*Brano del documento*.
· · · · · · ·

Negli anni Quaranta e Cinquanta del XX secolo dopo la seconda guerra mondiale l’arte internazionale fu caratterizzata da una corrente estetica nuova, l’arte informale, che si espresse in diverse tendenze, per lo più non figurative, destinate a influenzare le successive evoluzioni dell’arte contemporanea dagli anni Sessanta fino ai nostri giorni. Il primo a studiare e raggruppare queste tendenze sotto l’espressione “Art Informel” fu il critico Michel Tapié (Senouillac, 1909 – Courbevoie, 1987). L’arte informale interessò soprattutto la pittura, la cui pratica, ormai lontana da tutti gli schemi del passato, si concentrava sul gesto, sul segno e sulla materia, messi in opera dell’artista espressivamente. Attraverso l’atto stesso del dipingere, veniva ad essere più determinante la tecnica, i colori e materiali sulla tela, e meno la teoria e i contenuti.

· · · · · · ·

*Estratto dei dati*.
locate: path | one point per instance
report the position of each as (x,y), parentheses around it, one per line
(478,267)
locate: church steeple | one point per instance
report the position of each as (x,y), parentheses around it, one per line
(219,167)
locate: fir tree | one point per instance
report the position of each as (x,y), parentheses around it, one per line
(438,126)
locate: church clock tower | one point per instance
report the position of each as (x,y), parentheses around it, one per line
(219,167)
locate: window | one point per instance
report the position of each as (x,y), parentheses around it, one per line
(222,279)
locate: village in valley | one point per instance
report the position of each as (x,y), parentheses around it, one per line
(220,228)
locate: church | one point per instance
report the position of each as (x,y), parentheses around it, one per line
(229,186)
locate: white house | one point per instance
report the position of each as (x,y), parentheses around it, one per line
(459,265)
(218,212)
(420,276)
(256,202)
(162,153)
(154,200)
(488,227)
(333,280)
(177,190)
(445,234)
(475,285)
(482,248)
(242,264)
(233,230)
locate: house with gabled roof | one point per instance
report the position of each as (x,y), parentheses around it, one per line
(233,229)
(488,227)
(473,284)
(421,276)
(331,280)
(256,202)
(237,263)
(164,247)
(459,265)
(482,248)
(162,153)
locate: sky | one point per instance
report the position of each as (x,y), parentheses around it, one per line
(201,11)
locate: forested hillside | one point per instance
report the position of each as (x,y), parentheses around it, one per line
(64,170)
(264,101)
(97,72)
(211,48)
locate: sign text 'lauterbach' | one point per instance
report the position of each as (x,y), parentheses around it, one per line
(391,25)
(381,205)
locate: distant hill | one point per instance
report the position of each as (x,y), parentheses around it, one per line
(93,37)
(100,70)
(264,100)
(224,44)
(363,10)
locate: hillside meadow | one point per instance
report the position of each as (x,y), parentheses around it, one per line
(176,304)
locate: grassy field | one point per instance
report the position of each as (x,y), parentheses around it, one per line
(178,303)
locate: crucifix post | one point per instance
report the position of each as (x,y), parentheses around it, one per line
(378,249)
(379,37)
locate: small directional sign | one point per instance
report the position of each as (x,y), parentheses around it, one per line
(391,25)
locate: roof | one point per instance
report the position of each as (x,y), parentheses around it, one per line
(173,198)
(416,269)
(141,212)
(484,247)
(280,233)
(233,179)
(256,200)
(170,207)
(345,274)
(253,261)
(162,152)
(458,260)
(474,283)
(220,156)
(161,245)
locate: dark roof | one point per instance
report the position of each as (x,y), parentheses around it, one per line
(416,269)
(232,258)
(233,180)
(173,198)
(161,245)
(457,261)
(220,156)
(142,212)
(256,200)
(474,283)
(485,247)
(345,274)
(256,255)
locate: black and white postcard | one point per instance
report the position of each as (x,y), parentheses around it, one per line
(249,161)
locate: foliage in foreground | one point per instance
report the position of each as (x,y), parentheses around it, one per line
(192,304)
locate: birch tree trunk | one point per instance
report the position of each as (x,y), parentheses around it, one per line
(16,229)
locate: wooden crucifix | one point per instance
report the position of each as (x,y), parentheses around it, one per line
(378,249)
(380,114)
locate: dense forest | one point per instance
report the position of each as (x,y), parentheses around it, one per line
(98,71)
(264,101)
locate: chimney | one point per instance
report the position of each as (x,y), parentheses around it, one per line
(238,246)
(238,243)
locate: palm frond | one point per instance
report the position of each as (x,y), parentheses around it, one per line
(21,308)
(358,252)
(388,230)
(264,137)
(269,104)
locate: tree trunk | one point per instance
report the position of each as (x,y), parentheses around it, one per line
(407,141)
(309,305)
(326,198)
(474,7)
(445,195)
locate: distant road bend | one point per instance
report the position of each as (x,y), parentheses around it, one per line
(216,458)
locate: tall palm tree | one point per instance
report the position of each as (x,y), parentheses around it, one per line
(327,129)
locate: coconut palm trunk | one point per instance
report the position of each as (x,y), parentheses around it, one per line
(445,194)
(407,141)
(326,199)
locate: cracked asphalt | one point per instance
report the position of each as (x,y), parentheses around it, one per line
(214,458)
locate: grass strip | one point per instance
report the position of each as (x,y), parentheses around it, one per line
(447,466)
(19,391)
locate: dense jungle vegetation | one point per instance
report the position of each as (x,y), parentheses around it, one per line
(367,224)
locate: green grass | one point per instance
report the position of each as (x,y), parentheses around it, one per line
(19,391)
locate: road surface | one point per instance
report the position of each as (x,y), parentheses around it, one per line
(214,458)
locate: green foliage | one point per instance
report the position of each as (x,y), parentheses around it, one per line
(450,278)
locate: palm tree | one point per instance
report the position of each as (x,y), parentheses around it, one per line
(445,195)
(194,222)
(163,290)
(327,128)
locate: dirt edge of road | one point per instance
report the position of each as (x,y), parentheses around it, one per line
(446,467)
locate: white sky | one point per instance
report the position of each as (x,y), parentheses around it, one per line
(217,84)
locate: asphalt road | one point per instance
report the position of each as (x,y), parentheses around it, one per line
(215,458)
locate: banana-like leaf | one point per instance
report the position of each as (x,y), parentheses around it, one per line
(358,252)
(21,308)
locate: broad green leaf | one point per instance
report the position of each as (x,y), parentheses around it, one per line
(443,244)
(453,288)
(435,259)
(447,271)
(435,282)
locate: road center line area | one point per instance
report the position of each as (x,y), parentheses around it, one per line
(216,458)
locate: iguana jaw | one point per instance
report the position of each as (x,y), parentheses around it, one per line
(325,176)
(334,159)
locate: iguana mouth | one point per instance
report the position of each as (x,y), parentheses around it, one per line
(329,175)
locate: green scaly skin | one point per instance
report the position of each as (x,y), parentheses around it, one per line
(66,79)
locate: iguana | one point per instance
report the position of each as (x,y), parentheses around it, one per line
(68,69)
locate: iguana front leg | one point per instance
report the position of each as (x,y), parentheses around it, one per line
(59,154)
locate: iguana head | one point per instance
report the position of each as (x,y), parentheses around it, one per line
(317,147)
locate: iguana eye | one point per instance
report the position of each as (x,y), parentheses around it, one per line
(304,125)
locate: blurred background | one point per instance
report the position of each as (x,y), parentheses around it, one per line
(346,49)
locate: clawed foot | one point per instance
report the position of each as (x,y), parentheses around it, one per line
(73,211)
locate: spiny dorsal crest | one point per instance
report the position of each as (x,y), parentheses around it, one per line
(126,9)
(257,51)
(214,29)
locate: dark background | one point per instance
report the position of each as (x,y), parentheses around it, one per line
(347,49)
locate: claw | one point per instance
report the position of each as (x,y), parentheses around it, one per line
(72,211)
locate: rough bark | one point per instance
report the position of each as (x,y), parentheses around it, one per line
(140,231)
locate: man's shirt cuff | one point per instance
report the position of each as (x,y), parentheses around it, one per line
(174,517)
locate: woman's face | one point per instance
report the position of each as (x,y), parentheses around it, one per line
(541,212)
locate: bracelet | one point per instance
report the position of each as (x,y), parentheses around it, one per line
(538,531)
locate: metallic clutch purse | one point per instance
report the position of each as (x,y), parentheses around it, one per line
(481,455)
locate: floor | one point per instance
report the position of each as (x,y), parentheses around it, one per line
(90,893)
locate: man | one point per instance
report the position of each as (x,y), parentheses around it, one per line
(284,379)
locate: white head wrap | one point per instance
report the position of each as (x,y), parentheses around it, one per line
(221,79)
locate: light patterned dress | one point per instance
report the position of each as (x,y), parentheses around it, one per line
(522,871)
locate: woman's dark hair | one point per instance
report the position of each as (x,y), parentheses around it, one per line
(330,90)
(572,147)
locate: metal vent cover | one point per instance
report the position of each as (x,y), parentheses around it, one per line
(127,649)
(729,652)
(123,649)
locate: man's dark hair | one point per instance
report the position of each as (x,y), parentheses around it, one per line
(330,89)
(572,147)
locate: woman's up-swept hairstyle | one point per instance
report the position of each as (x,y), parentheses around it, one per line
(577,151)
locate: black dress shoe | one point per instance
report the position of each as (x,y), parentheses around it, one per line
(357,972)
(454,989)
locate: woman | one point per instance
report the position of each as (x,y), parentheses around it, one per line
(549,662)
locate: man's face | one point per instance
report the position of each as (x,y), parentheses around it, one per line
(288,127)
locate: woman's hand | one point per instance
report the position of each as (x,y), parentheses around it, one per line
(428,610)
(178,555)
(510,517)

· · · · · · ·

*Esercizi*.
- a) Secondo il brano sull'arte informale, chi fu il primo a raggruppare queste tendenze sotto l'espressione "Art Informel"?
- b) Nel brano sull'arte informale, riscrivi la parte tra "Negli anni Quaranta" e "e i contenuti.", estremi inclusi, sostituendo "pittura" con "scultura".
- c) Prosegui il brano sull'arte informale a partire dalla sua ultima frase.
I record provengono da un'altra fonte.

*Risposte attese*.
- a) Il critico Michel Tapié.

- b)
Negli anni Quaranta e Cinquanta del XX secolo dopo la seconda guerra mondiale l’arte internazionale fu caratterizzata da una corrente estetica nuova, l’arte informale, che si espresse in diverse tendenze, per lo più non figurative, destinate a influenzare le successive evoluzioni dell’arte contemporanea dagli anni Sessanta fino ai nostri giorni. Il primo a studiare e raggruppare queste tendenze sotto l’espressione “Art Informel” fu il critico Michel Tapié (Senouillac, 1909 – Courbevoie, 1987). L’arte informale interessò soprattutto la scultura, la cui pratica, ormai lontana da tutti gli schemi del passato, si concentrava sul gesto, sul segno e sulla materia, messi in opera dell’artista espressivamente. Attraverso l’atto stesso del dipingere, veniva ad essere più determinante la tecnica, i colori e materiali sulla tela, e meno la teoria e i contenuti.

- c)
In risposta alle atrocità e ai traumi della guerra, artisti dall’Europa agli Stati Uniti al Giappone reagirono alle convenzioni pittoriche precedenti, sia al lavoro naturalistico e figurativo tradizionale sia allo stile geometrico che caratterizzava l’Astrattismo di inizio Novecento, per abbracciare un nuovo modo di concepire il quadro: realizzato senza composizione di forme, con tecniche inedite e una spontaneità e irrazionalità influenzate dal Surrealismo. La strada verso esiti informali era stata inoltre aperta dalle esperienze del Dadaismo e dell’Espressionismo europei.
Come descritto da Tapié si tratta di una serie di stili e artisti che non erano interessati a far parte di un movimento ma “a qualcosa di molto più raro, come autentici individui”. L’Art Informel descrive dunque il clima culturale e artistico della società internazionale di metà secolo, e raccoglie un’interessante diversità di espressioni senza regole o modelli costituiti che ne rende vasta e aperta la definizione; comprende dall’Art Brut alla Pittura materica, dal Tachisme all’Astrazione lirica, che confluirono nell’Espressionismo astratto americano, alle sperimentazioni dei gruppi CoBrA e Gutai.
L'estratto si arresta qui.